(Records from a dataset)
--*--

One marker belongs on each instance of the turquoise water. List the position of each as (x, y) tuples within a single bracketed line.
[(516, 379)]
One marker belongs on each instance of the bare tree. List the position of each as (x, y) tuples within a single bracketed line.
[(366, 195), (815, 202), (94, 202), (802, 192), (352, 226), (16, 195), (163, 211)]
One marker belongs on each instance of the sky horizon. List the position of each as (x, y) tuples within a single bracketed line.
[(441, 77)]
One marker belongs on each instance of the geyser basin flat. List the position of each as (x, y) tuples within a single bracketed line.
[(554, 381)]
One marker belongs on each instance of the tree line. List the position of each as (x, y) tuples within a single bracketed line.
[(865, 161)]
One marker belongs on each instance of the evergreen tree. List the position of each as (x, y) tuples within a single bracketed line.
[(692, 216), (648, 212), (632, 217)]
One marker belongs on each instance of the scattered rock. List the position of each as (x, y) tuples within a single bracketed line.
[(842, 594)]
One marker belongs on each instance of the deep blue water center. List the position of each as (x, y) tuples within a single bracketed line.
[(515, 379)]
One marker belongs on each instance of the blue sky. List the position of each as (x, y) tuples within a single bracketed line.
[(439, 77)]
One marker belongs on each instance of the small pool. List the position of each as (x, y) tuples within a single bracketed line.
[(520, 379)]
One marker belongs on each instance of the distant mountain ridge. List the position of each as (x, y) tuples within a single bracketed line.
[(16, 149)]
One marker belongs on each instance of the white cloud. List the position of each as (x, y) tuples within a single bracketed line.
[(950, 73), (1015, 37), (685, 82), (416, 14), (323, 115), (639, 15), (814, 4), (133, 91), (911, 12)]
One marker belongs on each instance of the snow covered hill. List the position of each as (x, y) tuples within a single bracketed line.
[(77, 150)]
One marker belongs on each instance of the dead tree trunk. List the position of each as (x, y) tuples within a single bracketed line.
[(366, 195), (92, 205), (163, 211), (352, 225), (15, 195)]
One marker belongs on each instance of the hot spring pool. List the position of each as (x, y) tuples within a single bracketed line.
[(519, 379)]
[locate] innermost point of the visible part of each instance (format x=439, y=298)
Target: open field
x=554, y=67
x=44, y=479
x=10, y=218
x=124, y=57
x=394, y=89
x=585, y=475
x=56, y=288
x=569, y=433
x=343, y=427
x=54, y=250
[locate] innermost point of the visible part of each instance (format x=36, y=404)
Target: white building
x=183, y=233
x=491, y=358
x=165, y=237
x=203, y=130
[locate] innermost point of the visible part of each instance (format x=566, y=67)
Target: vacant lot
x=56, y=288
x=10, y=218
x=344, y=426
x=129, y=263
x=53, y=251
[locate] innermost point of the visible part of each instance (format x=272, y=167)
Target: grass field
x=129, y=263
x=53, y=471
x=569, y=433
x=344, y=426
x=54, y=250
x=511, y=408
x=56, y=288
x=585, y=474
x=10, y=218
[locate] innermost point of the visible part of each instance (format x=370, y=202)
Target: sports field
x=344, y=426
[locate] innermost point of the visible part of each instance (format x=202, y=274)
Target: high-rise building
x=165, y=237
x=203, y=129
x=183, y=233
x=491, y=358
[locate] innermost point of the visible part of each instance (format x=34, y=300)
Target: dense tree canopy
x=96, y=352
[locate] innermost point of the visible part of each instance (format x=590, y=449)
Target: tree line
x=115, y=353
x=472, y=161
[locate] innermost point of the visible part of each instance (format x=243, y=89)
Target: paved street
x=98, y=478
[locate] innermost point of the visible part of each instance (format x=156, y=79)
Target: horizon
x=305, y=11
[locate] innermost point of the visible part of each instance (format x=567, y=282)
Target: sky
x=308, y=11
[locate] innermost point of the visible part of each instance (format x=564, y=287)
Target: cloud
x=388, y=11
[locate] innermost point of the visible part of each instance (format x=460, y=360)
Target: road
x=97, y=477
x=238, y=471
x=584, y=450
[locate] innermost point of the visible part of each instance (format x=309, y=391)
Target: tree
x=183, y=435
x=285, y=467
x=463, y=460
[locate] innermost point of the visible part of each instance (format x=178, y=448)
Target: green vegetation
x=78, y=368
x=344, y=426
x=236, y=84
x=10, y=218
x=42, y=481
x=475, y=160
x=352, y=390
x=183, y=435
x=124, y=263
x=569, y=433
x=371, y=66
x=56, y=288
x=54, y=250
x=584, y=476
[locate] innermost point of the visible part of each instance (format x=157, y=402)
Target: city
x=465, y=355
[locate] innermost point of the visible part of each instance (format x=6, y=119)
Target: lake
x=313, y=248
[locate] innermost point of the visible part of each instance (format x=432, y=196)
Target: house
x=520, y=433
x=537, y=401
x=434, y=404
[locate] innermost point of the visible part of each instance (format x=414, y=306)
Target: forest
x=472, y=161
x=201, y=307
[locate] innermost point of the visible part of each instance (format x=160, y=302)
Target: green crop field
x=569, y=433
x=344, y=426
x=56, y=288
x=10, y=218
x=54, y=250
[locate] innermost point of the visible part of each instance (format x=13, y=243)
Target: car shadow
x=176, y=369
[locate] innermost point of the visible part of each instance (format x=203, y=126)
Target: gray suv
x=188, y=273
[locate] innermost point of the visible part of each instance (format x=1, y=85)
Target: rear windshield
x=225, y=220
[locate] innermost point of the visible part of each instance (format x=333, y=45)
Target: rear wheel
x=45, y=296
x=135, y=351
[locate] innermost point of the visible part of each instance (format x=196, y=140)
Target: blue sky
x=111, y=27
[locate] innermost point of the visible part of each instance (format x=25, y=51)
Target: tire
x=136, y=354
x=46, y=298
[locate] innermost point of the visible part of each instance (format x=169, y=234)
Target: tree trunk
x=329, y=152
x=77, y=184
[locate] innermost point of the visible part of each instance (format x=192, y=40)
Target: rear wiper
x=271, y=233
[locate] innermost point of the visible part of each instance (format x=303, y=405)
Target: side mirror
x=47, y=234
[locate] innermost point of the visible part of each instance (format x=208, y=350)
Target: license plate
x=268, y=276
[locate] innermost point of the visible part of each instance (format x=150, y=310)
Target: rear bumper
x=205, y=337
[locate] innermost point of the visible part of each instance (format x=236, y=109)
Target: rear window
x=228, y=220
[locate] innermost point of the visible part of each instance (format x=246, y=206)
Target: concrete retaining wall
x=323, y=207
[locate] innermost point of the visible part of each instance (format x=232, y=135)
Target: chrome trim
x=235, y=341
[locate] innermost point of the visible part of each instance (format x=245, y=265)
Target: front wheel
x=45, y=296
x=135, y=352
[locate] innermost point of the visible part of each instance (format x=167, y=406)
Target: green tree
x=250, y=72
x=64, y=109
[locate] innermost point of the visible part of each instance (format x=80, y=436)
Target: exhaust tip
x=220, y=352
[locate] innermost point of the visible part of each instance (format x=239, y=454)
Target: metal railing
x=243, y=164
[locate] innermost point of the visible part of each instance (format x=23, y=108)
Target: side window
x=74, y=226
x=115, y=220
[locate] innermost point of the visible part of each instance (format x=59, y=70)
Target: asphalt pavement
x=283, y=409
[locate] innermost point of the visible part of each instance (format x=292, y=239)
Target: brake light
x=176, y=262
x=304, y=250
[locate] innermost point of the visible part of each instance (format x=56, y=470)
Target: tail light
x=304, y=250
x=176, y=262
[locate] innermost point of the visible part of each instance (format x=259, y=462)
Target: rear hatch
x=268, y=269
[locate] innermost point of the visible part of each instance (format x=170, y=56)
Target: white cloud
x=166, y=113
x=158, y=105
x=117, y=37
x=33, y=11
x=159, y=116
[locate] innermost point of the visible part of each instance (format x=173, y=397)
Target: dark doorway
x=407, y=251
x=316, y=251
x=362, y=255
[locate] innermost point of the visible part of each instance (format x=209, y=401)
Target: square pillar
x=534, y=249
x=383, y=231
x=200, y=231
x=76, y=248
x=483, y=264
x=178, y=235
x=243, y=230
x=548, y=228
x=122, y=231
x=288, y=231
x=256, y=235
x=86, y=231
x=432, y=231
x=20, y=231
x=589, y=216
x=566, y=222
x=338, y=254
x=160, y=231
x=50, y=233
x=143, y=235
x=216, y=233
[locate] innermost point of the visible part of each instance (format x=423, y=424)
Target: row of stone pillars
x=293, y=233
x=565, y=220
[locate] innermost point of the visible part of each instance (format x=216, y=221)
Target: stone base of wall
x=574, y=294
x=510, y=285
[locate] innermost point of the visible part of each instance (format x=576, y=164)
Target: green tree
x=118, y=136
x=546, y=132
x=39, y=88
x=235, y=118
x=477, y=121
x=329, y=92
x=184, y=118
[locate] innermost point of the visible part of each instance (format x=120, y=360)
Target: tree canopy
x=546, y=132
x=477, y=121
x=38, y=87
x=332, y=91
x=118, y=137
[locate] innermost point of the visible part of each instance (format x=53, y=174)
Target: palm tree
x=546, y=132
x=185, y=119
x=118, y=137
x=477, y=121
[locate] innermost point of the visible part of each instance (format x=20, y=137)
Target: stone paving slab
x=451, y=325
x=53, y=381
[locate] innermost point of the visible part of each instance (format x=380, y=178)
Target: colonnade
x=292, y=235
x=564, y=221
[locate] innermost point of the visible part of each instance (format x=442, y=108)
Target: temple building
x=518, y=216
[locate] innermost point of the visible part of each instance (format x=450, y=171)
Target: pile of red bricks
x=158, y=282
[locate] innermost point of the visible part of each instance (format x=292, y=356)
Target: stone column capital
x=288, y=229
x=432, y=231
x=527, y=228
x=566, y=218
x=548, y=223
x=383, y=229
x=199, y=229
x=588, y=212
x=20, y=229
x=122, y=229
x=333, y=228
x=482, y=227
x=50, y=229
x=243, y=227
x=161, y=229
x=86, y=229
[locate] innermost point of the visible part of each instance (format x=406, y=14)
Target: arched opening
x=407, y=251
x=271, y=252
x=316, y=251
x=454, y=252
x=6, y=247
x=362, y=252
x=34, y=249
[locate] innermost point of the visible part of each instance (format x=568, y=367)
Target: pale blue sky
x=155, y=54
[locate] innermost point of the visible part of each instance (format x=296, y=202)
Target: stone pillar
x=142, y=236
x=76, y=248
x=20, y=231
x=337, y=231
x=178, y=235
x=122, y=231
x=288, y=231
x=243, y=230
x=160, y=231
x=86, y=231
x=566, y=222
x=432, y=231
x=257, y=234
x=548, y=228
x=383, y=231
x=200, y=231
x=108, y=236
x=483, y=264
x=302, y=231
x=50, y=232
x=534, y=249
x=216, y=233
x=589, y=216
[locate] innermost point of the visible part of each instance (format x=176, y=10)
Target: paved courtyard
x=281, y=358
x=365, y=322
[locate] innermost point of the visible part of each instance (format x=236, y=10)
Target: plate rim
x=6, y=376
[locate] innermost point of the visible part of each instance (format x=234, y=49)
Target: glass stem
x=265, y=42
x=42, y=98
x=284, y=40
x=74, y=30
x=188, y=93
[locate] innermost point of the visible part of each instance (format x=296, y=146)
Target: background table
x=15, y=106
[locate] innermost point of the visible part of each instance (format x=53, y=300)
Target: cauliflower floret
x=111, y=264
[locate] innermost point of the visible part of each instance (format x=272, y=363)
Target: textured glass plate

--*--

§ **WHAT THE TASK REQUIRES**
In the entries above, the lines between the one holding "(format x=13, y=243)" and the one holding "(format x=169, y=234)", inclusive, are to be printed exactly as written, and those alone.

§ **SOLUTION**
[locate] innermost point of the visible part of each instance (format x=13, y=243)
Target: car shadow
x=176, y=369
[locate] innermost point of the visible part of each instance (format x=203, y=126)
Target: gray suv
x=188, y=273
[locate] innermost point of the visible part of each instance (format x=1, y=85)
Target: rear windshield
x=225, y=220
[locate] innermost point of the visible part of each instance (format x=333, y=45)
Target: rear wheel
x=45, y=296
x=135, y=351
[locate] innermost point of the visible part of each instance (format x=196, y=140)
Target: blue sky
x=111, y=27
[locate] innermost point of the visible part of each instance (format x=25, y=51)
Target: tire
x=136, y=354
x=46, y=298
[locate] innermost point of the visible part of each instance (format x=169, y=234)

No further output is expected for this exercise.